*** Opening of Records for this task ***
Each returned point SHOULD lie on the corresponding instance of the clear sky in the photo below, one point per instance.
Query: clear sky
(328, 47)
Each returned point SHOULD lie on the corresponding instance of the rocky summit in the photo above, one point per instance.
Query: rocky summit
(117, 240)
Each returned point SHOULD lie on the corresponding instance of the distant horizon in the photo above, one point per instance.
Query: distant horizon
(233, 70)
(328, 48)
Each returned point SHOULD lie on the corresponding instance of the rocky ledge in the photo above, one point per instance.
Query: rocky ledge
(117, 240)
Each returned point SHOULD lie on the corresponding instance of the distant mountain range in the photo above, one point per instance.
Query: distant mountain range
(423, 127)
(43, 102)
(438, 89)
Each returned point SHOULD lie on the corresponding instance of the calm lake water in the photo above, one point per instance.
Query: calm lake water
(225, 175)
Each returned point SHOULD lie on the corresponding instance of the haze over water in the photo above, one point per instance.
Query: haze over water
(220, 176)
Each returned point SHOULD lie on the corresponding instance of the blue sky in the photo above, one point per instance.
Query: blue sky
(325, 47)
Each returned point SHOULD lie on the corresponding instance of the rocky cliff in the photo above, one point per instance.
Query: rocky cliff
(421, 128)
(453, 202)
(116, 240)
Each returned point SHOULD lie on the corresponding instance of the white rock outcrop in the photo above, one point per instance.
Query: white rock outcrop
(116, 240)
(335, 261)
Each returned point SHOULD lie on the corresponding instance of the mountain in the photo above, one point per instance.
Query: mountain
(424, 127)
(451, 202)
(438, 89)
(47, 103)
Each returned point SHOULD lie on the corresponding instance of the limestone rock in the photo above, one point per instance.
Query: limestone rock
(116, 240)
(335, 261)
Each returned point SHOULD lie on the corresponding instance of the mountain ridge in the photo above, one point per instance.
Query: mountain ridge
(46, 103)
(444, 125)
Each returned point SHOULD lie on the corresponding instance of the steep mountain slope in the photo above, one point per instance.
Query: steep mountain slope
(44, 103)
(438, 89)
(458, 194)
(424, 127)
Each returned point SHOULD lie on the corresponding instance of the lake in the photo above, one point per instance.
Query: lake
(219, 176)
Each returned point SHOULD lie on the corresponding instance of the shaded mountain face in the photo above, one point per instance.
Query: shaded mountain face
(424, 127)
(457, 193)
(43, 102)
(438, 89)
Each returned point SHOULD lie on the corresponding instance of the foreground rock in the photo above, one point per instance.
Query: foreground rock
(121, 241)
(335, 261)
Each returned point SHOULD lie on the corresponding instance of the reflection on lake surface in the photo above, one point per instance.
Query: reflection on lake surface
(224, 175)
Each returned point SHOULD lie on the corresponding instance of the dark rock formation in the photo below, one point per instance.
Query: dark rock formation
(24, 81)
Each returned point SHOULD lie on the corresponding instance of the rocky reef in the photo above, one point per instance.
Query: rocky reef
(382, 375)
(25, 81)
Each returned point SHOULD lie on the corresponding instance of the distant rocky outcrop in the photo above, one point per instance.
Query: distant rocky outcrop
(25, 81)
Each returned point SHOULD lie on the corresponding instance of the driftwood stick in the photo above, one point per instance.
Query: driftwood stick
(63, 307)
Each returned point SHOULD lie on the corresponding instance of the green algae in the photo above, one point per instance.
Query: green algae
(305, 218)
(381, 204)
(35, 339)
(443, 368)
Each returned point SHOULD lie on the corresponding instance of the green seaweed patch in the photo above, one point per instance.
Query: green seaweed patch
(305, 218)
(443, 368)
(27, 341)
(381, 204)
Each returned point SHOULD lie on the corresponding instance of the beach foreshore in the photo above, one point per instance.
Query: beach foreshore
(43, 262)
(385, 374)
*** Close of Records for this task ***
**How to complete this task**
Tally each line above that includes "below". Reply with the total only.

**Response**
2